### WORK REQUIRED
Write out each record again exactly as it stands.

[begin PROVIDED RECORDS]

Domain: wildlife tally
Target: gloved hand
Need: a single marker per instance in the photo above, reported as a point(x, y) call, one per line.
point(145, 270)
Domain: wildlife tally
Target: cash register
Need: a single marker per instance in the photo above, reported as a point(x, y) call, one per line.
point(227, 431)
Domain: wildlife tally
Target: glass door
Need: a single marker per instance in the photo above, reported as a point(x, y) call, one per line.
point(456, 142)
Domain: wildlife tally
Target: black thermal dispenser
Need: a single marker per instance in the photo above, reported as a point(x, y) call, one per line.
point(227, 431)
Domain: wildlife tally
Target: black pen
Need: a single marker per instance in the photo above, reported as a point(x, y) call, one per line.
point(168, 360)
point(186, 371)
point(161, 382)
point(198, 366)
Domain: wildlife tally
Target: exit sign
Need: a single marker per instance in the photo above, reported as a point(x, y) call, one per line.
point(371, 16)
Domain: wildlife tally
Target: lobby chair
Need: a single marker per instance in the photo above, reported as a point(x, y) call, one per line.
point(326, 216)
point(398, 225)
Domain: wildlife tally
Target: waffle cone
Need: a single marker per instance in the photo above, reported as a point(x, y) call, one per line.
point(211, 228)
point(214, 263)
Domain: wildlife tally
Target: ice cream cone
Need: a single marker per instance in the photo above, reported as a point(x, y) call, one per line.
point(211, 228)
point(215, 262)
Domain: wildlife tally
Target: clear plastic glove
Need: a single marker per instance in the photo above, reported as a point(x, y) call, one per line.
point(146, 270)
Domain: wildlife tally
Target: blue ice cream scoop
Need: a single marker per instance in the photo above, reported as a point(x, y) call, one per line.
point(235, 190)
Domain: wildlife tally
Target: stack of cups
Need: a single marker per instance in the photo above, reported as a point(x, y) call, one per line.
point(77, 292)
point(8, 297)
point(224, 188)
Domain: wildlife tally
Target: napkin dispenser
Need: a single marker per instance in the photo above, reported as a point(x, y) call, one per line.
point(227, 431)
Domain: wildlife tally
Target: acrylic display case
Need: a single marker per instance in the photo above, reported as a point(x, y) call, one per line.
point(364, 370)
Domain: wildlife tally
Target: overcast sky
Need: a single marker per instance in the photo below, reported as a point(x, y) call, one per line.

[end PROVIDED RECORDS]

### FULL RESPONSE
Domain: wildlife tally
Target: gloved hand
Need: a single marker per instance in the photo above, reported as a point(x, y) call, one per line.
point(145, 270)
Domain: wildlife tally
Target: cash register
Need: a single marker per instance in the photo above, reported as a point(x, y) call, one per line.
point(227, 431)
Domain: wildlife tally
Target: glass door
Need: a single marker per instance in the photo above, reported as a point(x, y) call, one per line.
point(456, 142)
Domain: wildlife tally
Target: black thermal dispenser
Need: a single marker per instance in the photo above, reported as a point(x, y) call, one per line.
point(227, 431)
Domain: wildlife tally
Target: black pen
Need: a single marker per instance in the photo above, reported as a point(x, y) call, one per line.
point(168, 360)
point(186, 371)
point(161, 382)
point(198, 366)
Domain: wildlife tally
Target: exit sign
Need: a single marker per instance in the photo above, reported as a point(x, y) call, one per line.
point(371, 16)
Domain: wildlife tally
Target: lobby chair
Need: a single marker per instance in the photo above, reported as a point(x, y) call, one per line.
point(326, 216)
point(398, 225)
Domain: wildlife tally
Target: waffle cone
Need: a single marker per instance in the photo above, reported as a point(x, y) call, one per line.
point(211, 228)
point(214, 263)
Domain: wildlife tally
Target: ice cream cone
Need: a single marker per instance in the photo above, reported as a point(x, y) call, one per line.
point(211, 228)
point(215, 262)
Domain: wildlife tally
Target: clear plastic glove
Need: a single marker per instance in the photo above, reported as a point(x, y) call, one per line.
point(146, 270)
Domain: wildlife tally
Target: blue ice cream scoop
Need: a single marker per instance in the photo above, reported as a point(x, y) call, one per line.
point(235, 190)
Domain: wildlife tally
Target: stack of cups
Need: a single marker per instance in the photo above, reported as a point(x, y) call, one per line.
point(77, 292)
point(8, 297)
point(224, 188)
Domain: wildlife tally
Target: napkin dispenser
Need: a single marker per instance in the photo above, reported as a point(x, y) call, one per line.
point(227, 431)
Domain: wildlife tally
Target: acrylic display case
Need: a single marker per instance in the photo above, reported as a point(x, y) call, one per line.
point(364, 370)
Domain: wildlife tally
Target: overcast sky
Need: a single marker per instance in the photo below, reported as a point(x, y) call, one per line.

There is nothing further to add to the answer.